-------- GIVEN INFORMATION --------
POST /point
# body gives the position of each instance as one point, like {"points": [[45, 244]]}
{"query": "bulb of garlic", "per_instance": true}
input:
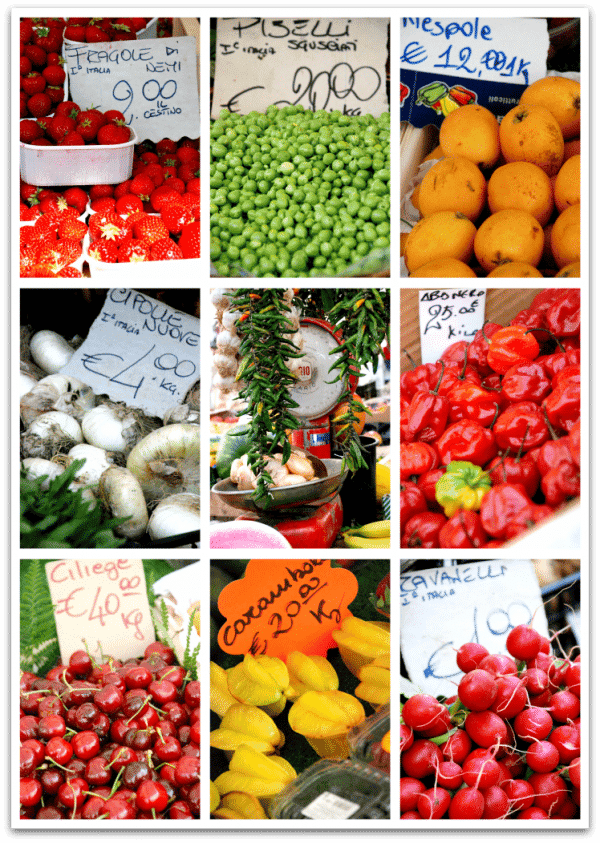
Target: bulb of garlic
{"points": [[96, 462], [50, 351], [175, 515], [167, 461], [123, 495], [109, 428]]}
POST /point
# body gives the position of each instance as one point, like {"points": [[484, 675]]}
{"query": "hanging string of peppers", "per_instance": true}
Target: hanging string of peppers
{"points": [[264, 351], [363, 317]]}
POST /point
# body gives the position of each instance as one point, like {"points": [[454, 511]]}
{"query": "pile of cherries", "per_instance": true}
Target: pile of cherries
{"points": [[117, 740], [507, 746]]}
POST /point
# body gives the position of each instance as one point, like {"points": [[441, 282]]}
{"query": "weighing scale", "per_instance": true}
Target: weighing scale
{"points": [[309, 515]]}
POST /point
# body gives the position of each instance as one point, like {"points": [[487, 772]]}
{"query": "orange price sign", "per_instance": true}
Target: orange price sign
{"points": [[283, 605]]}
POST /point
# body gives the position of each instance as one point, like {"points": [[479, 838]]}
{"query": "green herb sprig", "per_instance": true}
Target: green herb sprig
{"points": [[58, 517], [265, 351], [363, 318]]}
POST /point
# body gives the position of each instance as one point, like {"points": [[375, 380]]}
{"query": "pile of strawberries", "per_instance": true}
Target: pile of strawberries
{"points": [[154, 215], [70, 125]]}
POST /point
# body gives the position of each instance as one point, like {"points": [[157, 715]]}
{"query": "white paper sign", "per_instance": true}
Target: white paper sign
{"points": [[140, 351], [448, 316], [443, 608], [493, 49], [319, 63], [153, 82], [102, 603]]}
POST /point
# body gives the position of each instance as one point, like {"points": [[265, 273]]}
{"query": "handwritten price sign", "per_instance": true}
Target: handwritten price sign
{"points": [[443, 608], [103, 603], [153, 82], [324, 63], [139, 351], [446, 317], [283, 605]]}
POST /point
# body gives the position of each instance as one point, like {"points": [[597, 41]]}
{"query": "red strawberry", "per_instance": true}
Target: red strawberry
{"points": [[150, 229], [165, 249], [113, 133], [189, 242], [72, 229], [60, 127], [175, 217], [142, 185], [33, 83], [54, 75], [39, 105], [128, 204], [104, 250], [134, 251], [76, 198], [72, 139], [29, 130]]}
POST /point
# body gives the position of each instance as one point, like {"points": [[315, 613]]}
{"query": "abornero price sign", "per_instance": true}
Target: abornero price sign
{"points": [[140, 351]]}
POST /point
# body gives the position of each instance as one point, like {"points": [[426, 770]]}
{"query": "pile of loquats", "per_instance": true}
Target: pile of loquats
{"points": [[502, 198]]}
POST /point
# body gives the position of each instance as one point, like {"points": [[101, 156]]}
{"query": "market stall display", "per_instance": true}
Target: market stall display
{"points": [[298, 459], [274, 716], [110, 737], [498, 736], [490, 431], [488, 189], [98, 186], [300, 187], [112, 461]]}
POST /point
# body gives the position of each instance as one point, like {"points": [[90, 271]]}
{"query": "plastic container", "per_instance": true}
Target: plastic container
{"points": [[48, 166], [365, 740], [327, 790]]}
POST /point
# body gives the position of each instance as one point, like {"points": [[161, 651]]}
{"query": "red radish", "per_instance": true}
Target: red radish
{"points": [[410, 789], [542, 757], [523, 642], [481, 771], [511, 697], [433, 803], [533, 724], [467, 804], [421, 759], [486, 729], [497, 804], [520, 794], [477, 690], [421, 711]]}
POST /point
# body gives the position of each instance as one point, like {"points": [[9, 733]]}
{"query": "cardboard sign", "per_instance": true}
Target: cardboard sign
{"points": [[283, 605], [139, 351], [448, 316], [446, 63], [153, 82], [319, 63], [101, 603], [443, 608]]}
--------
WORK TO COMPLETE – We ask that the entries above be copied exactly, with the pictures omitted.

RESULT BELOW –
POST /point
# body gives the position of each instance as one point, like {"points": [[45, 244]]}
{"query": "bulb of garlic", "per_instance": true}
input:
Target: bulb of garlic
{"points": [[96, 462], [50, 351], [175, 515], [167, 461], [123, 495], [109, 428]]}
POST /point
# body gives the position of each instance as one point, like {"points": [[484, 675]]}
{"query": "hanging string of peppers", "per_instance": true}
Target: hanging string of peppers
{"points": [[264, 351], [363, 317]]}
POST /point
# body gives the position of each instance as one point, like {"points": [[454, 511]]}
{"query": "pile of cherries", "per_instance": true}
Target: pile of cherries
{"points": [[117, 740], [507, 746]]}
POST /point
# body gives the position of each instance as one point, like {"points": [[441, 282]]}
{"query": "weighing scale", "per_instance": true}
Target: weighing scale
{"points": [[309, 515]]}
POST /point
# body gives the position of each instance as one point, like {"points": [[487, 772]]}
{"query": "orange price sign", "per_instance": true}
Target: orange price sign
{"points": [[283, 605]]}
POST /point
# body gives the position of each instance as one point, like {"points": [[479, 838]]}
{"query": "green herb sprig", "per_instance": true}
Target: green herb sprig
{"points": [[58, 517], [265, 351], [363, 318]]}
POST /point
# body gives the position of each instance as one point, like {"points": [[375, 380]]}
{"query": "pile of strawberries", "per_instance": true}
Target: pile of strawberries
{"points": [[154, 215], [70, 125]]}
POST /point
# body gives the position of each instance as one point, like {"points": [[157, 715]]}
{"query": "white paper sign", "per_instance": true}
Target: white paper sign
{"points": [[140, 351], [448, 316], [443, 608], [493, 49], [319, 63], [153, 82], [102, 603]]}
POST /point
# body gives the position of each instance as one point, like {"points": [[265, 273]]}
{"query": "handwritten price sign", "per_instance": true}
Target: handwritten price sign
{"points": [[443, 608], [103, 603], [153, 82], [324, 63], [139, 351], [446, 317], [283, 605]]}
POST /point
# body gives the position of each instance as one point, like {"points": [[597, 41]]}
{"query": "red strawberry", "per_instance": true}
Target: red strawberry
{"points": [[150, 229], [165, 249], [113, 133], [189, 242], [72, 229], [60, 127], [175, 217], [142, 185], [33, 83], [54, 75], [39, 105], [128, 204], [104, 250], [134, 251], [76, 198], [72, 139], [29, 130]]}
POST /point
# body gives the position of each instance as one point, like {"points": [[315, 613]]}
{"query": "abornero price sign", "per_instance": true}
Target: abornero price sign
{"points": [[140, 351]]}
POST /point
# body gives the position of each instance as one point, like {"points": [[426, 770]]}
{"query": "pile of loquats", "per_instance": true}
Target: pile of loquats
{"points": [[502, 198]]}
POST /point
# body gives the position of each instance as one point, like {"points": [[101, 156]]}
{"query": "market stall display", "per_instance": true}
Target: market stall display
{"points": [[298, 459], [274, 716], [110, 737], [498, 736], [490, 431], [488, 189], [98, 186], [300, 187], [112, 461]]}
POST /point
# body gives the position of each instance as one point, like {"points": [[90, 271]]}
{"query": "plastic container", "per_instance": true}
Target: plastic container
{"points": [[48, 166], [365, 740], [327, 790]]}
POST /point
# body gives the position of each instance as one point, like {"points": [[161, 651]]}
{"query": "red radish", "per_instance": true}
Target: red radish
{"points": [[410, 789], [542, 757], [523, 642], [481, 771], [511, 697], [433, 803], [533, 724], [467, 804], [421, 759], [486, 729], [497, 804], [520, 794], [477, 690], [421, 711]]}
POST /point
# body gives the position of each instance as one point, like {"points": [[9, 733]]}
{"query": "cardboard sign", "per_instance": true}
Target: cardboard sign
{"points": [[283, 605], [139, 351], [448, 316], [446, 63], [153, 82], [319, 63], [101, 603], [443, 608]]}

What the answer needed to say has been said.